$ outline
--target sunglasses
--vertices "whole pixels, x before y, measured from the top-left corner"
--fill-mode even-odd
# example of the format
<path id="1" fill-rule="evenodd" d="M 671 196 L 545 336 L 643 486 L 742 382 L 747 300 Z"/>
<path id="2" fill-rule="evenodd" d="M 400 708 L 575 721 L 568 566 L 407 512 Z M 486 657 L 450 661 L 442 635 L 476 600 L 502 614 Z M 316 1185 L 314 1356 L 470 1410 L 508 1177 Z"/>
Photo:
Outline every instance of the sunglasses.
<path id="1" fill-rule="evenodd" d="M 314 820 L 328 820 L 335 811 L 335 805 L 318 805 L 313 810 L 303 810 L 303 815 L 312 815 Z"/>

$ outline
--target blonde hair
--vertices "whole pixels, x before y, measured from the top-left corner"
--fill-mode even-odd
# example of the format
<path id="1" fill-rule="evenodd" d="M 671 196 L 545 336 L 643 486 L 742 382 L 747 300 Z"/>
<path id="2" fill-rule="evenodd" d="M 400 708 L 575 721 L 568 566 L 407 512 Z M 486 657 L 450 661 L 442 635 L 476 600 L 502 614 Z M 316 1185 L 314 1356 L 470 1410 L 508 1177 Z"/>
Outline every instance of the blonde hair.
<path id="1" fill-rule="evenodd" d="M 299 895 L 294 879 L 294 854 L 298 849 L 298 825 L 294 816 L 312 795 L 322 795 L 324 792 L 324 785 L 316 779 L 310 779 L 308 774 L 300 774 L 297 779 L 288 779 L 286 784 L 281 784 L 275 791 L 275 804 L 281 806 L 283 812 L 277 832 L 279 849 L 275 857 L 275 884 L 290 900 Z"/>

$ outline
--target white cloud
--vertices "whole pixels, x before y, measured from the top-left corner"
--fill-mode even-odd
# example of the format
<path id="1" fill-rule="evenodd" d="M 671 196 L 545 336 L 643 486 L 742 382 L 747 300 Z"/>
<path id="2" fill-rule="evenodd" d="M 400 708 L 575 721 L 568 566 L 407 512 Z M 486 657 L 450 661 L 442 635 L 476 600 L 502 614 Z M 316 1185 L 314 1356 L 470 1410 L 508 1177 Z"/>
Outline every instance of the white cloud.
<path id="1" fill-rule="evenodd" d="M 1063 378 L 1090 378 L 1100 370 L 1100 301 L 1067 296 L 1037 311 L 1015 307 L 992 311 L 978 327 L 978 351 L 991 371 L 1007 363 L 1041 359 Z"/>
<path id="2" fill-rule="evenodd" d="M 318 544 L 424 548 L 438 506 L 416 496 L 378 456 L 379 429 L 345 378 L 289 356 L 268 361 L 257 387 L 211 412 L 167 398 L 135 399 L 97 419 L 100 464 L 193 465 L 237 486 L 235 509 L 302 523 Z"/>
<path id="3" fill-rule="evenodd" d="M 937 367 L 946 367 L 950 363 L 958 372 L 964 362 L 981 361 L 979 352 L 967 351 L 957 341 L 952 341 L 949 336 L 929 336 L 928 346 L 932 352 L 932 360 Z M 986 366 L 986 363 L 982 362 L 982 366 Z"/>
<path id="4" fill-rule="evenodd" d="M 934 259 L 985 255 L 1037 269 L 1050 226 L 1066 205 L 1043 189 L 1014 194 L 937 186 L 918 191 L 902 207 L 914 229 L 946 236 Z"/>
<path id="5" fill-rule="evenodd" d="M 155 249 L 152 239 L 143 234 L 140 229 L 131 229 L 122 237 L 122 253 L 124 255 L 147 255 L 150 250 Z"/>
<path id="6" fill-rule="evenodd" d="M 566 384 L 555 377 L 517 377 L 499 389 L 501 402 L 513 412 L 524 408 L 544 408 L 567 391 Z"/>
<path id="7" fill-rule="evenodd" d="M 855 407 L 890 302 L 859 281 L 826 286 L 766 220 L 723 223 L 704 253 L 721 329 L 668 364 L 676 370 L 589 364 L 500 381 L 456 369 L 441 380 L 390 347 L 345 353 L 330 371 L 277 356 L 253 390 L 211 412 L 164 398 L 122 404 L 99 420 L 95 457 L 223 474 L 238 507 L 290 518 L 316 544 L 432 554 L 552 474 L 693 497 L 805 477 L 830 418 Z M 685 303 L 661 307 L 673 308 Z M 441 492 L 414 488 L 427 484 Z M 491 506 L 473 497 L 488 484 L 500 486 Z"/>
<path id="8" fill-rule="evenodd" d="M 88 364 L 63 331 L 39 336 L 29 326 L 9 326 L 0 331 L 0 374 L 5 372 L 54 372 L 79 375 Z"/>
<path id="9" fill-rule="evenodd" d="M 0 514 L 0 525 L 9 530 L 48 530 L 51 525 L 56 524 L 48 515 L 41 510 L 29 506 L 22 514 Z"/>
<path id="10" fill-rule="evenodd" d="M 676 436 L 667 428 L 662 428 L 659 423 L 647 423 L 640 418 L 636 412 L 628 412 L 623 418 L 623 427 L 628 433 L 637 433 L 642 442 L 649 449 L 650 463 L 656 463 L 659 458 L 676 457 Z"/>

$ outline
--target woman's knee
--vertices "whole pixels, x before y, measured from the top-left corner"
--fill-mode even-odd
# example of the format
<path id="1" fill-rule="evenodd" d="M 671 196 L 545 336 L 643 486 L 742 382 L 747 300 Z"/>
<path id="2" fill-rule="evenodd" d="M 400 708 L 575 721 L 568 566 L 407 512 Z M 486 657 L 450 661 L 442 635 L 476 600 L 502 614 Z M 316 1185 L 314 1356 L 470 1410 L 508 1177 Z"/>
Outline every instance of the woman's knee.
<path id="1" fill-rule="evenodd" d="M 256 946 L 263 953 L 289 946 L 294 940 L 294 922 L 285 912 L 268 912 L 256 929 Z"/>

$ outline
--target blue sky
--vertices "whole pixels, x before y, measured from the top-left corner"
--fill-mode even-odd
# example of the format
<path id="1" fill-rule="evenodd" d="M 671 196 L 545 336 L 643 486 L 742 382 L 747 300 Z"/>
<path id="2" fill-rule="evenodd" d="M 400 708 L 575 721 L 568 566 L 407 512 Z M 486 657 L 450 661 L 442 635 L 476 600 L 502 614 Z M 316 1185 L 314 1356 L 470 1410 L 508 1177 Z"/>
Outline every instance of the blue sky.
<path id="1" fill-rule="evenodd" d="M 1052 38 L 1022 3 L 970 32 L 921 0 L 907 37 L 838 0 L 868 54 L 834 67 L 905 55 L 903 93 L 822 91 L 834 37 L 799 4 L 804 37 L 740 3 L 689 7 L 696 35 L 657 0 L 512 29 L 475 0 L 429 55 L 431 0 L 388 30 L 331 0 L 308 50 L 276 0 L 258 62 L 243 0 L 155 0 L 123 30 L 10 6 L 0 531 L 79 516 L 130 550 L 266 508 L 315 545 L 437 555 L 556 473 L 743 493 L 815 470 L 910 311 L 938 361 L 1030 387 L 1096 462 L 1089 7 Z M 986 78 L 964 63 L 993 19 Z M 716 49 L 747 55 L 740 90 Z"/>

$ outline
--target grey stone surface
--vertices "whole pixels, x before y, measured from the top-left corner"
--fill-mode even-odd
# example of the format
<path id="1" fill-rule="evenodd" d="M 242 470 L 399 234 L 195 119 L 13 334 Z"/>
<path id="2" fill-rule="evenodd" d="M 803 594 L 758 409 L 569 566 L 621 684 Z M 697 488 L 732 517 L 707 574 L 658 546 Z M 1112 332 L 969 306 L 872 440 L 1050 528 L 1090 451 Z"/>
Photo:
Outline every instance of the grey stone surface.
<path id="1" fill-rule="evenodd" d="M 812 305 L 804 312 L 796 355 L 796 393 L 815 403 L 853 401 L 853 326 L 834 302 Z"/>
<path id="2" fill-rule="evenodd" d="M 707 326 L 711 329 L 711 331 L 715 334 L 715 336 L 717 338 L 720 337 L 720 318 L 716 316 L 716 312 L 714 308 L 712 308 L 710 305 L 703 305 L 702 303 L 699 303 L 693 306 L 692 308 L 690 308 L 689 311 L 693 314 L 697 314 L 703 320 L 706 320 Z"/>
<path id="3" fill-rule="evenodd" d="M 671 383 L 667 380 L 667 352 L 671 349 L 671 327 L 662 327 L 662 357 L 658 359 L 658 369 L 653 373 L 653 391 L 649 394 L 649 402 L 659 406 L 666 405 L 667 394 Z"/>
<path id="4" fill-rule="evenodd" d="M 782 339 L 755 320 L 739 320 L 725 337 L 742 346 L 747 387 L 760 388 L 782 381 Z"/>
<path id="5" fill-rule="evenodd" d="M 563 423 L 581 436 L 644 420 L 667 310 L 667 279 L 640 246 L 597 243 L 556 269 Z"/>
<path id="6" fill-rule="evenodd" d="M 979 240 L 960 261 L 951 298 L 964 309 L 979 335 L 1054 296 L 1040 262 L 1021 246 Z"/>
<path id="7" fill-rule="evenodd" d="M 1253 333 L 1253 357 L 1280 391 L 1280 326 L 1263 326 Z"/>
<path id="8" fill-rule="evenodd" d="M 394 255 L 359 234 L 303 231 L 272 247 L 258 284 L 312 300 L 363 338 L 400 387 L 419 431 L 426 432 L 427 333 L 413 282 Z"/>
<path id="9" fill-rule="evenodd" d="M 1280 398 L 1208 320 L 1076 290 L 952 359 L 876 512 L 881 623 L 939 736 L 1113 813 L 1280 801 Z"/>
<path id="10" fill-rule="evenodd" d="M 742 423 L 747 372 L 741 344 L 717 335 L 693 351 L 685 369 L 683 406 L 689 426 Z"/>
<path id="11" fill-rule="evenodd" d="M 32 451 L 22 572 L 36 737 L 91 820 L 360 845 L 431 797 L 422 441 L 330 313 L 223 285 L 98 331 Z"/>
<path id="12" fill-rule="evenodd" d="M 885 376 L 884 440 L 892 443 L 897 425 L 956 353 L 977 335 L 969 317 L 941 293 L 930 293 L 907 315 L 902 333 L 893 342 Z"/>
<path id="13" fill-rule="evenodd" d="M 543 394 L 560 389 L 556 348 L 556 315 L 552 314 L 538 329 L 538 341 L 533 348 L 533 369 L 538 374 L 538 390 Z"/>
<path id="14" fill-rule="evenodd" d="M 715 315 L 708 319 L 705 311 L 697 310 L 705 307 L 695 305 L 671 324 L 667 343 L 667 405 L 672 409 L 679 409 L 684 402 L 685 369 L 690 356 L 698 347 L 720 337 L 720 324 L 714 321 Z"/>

=-=-=-=-=

Where does the word "target" show up in the material? Copy out each line that has it.

* [EXERCISE RESULT]
--target sunglasses
--target blonde hair
--target white cloud
--target woman's knee
--target blue sky
--target grey stone surface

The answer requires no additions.